Exercise objective ->
Pick out each line below that contains the word "positive" and copy those lines.

Saved entries

========================================

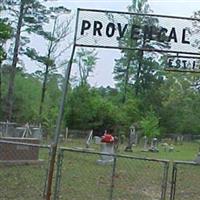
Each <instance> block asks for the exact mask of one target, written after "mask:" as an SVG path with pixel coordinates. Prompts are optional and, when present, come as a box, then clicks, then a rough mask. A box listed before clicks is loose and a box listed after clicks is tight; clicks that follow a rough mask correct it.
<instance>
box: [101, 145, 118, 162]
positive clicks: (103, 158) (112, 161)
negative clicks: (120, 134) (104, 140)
mask: <svg viewBox="0 0 200 200" xmlns="http://www.w3.org/2000/svg"><path fill="white" fill-rule="evenodd" d="M100 148H101V149H100V152H101V153H106V154H114V144H113V143H104V142H102V143H101V145H100ZM113 161H114V158H113V156H109V155H102V154H101V155H100V159H99V160H97V163H98V164H112V162H113Z"/></svg>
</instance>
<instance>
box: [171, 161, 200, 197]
mask: <svg viewBox="0 0 200 200" xmlns="http://www.w3.org/2000/svg"><path fill="white" fill-rule="evenodd" d="M199 177H200V166H199V164H197V163H195V162H187V161H175V162H174V163H173V171H172V185H171V195H170V200H191V199H192V200H200V190H199V184H200V179H199Z"/></svg>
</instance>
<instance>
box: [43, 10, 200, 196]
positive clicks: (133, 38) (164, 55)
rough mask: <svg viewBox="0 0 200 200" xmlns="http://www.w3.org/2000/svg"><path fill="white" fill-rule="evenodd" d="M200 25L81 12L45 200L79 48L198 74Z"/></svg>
mask: <svg viewBox="0 0 200 200" xmlns="http://www.w3.org/2000/svg"><path fill="white" fill-rule="evenodd" d="M199 23H200V20H199V19H192V18H187V17H176V16H163V15H156V14H141V13H140V14H139V13H128V12H117V11H103V10H92V9H78V11H77V18H76V27H75V36H74V44H73V48H72V53H71V57H70V59H69V63H68V67H67V70H66V74H65V82H64V86H63V95H62V100H61V105H60V110H59V115H58V119H57V124H56V130H55V139H54V143H53V144H52V154H51V160H50V168H49V171H48V185H47V198H46V199H48V200H50V196H51V186H52V179H53V171H54V164H55V157H56V151H57V144H58V138H59V133H60V126H61V121H62V117H63V110H64V103H65V98H66V96H67V92H68V82H69V77H70V72H71V67H72V62H73V57H74V54H75V50H76V48H78V47H90V48H106V49H119V50H123V53H125V52H137V53H138V56H142V58H154V59H155V60H157V61H158V60H159V59H160V58H162V59H163V60H164V63H165V64H164V65H165V69H166V70H169V71H181V72H199V71H200V67H199V62H198V59H199V58H200V55H199V52H198V43H199V40H198V38H199V37H198V33H199V31H198V27H199V25H200V24H199ZM130 59H131V58H130ZM140 64H141V63H140ZM139 66H140V67H141V65H139Z"/></svg>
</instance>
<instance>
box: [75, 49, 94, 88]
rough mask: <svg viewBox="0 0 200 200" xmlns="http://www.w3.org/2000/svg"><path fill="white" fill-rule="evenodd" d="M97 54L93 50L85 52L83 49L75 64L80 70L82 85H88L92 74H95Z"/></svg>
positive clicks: (81, 84)
mask: <svg viewBox="0 0 200 200" xmlns="http://www.w3.org/2000/svg"><path fill="white" fill-rule="evenodd" d="M97 59H98V58H97V52H96V51H95V50H94V49H93V50H85V49H83V48H81V49H80V50H79V51H78V52H77V54H76V59H75V62H76V63H77V65H78V68H79V76H80V83H81V85H84V84H87V79H88V77H89V76H90V73H91V72H93V69H94V66H95V65H96V61H97Z"/></svg>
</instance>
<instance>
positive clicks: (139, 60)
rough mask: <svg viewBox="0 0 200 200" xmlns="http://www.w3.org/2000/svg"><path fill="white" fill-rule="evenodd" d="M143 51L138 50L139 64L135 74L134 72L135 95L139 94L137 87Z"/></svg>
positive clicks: (139, 86) (138, 90)
mask: <svg viewBox="0 0 200 200" xmlns="http://www.w3.org/2000/svg"><path fill="white" fill-rule="evenodd" d="M143 55H144V52H143V51H139V64H138V69H137V74H136V80H135V95H136V96H138V94H139V90H140V89H139V88H140V82H139V81H140V80H139V79H140V73H141V68H142V59H143Z"/></svg>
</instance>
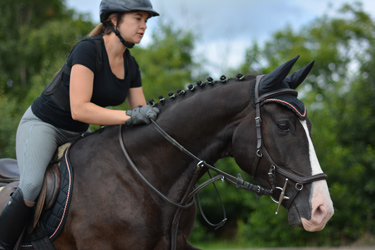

========================================

Reply to the exercise ->
positive clicks: (103, 158) (112, 161)
positive clicks: (133, 38) (164, 55)
positive clicks: (81, 84)
positive clicks: (139, 60)
positive clicks: (139, 86) (138, 90)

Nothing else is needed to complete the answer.